DOCUMENT EXTRACT:
-- -- --

Youth Activity #1: Past and Future
Age range: Middle School and High School
Materials: *Optional pictures or examples of the technologies described
Intention: This is an exercise in imagination to help youth connect with the ways in which our thinking is limited by our experience.
Through discussion, youth can gain a deeper understanding of the ways in which God can use our generosity and our OGHS offering to change the world.
Optional Activity Extender
If you want to expand this activity, provide some examples of older imagined technologies--DaVinci’s flying machines, the gadgets in shows like StarTrek. Consider how our technology as lived up to or surpassed the imaginations of previous generations.
Begin by reading the focus scripture and inviting a discussion of this year’s theme: More than We Can Imagine.
You may want to start with a few questions, such as:
What do you think this means in the context of the scripture?
Why would Paul write that in the letter?
How does it make you feel to hear that God can do more than we can imagine? Encouraged? Overwhelmed? Skeptical?
After some discussion on the scripture, transition into the next part of the reflection.

-- -- --

RAW DATA:
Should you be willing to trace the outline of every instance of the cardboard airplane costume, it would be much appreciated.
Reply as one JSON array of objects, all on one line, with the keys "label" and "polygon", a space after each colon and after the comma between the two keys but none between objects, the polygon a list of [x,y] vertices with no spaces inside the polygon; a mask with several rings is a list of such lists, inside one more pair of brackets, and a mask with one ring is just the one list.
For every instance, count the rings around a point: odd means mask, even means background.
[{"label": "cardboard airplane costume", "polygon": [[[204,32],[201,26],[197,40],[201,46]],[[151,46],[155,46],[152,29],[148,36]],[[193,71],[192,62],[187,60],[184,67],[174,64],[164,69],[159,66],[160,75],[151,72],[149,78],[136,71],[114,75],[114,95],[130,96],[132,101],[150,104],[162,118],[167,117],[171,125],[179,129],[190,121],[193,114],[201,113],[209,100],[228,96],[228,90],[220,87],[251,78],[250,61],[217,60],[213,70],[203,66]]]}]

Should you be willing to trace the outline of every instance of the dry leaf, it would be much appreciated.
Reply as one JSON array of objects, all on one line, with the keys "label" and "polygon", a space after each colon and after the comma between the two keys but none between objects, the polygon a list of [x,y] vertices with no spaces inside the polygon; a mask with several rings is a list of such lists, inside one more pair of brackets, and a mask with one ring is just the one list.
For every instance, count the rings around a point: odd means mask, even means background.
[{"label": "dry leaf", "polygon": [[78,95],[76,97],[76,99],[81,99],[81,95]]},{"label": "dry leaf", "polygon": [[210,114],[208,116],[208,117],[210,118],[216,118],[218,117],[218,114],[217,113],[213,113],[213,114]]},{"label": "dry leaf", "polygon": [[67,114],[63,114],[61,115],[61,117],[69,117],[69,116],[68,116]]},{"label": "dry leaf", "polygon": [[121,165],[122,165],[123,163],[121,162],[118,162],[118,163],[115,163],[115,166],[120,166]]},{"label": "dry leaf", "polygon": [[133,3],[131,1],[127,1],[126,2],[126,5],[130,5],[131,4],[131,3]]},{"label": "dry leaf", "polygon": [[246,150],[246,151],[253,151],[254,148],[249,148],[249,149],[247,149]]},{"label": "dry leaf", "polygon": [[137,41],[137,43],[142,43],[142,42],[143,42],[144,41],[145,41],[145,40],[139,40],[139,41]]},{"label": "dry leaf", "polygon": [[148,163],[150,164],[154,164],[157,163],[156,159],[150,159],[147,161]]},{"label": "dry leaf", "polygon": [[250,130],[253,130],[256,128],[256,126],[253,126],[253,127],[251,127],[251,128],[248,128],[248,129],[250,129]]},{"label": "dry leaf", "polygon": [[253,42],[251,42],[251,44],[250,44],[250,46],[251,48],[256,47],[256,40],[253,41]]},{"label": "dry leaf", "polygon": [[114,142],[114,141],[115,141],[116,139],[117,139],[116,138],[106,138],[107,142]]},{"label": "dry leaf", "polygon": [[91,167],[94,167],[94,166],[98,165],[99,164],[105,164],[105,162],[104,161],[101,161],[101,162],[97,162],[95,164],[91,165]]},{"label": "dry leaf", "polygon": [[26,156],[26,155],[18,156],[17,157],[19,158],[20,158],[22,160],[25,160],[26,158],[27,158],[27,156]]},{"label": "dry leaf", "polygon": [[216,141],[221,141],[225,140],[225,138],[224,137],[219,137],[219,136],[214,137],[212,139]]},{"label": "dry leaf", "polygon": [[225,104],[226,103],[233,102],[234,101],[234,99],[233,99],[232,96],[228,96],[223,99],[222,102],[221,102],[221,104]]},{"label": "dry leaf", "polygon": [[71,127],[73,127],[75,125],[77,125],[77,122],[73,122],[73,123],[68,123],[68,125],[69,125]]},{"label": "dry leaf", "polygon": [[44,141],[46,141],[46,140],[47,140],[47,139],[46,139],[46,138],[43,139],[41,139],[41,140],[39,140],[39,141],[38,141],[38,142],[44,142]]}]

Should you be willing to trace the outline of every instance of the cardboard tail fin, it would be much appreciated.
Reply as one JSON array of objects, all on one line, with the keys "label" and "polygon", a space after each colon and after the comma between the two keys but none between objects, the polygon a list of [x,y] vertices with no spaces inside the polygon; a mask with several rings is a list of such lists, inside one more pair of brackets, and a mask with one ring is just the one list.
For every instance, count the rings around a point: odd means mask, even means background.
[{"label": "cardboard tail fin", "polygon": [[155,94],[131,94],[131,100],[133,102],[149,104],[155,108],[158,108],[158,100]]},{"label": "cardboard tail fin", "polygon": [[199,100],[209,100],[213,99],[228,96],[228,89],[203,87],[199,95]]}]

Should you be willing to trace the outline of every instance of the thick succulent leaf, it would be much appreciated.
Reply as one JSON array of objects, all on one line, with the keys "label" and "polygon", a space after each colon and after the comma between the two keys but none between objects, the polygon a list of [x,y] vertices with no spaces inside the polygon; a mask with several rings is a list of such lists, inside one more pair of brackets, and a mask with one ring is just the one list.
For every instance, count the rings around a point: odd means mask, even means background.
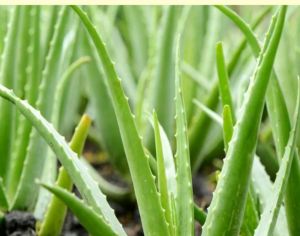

-- -- --

STATED PROBLEM 1: In the youth activity on past and future, translate this sentence into Spanish: "After some discussion on the scripture, transition into the next part of the reflection."
STATED PROBLEM 2: Write what comes next in the youth activity on past and future, starting after its last sentence.

TASK RESULT 1: Después de un poco de conversación sobre la escritura, pase a la siguiente parte de la reflexión.

TASK RESULT 2:
Invite the youth to practice a thought experiment with you:
Imagine a time, long ago in antiquity, when there was no internet. No cell phones. No tablets. Computers were big heavy things that lived on your desk and only connected to dot matrix printers. Newspapers were only in print. People wrote each other letters on paper that they mailed. TV had a limited number of channels and there was no Roku, no Netflix, no firestick, no on demand. Music was played on radios or, if you wanted to take it with you, on a Walkman or discman. Information about the world was available on encyclopedias that were heavy multi-volume books that were often out of date by the time they went to print because the world had changed.
You may want to provide photos or examples of these ancient technologies for effect.
Having set the scene, invite the youth to consider how they would carry out some of the daily tasks they now perform: How would you catch up with friends? How would you do a group project for school? How would you get updates on what is going on in the world? How would you stay in touch with family and friends who live far away? What if you needed to reach someone right away?
Add other scenarios that may resonate with your group.
How has technology changed our lives? What assumptions do we make now about productivity and connectedness? Do you think people living in those times could have imagined the way we do things now?
Allow time for discussion and invite reflection on the ways technology has enriched our lives as well as the ways it has created new challenges.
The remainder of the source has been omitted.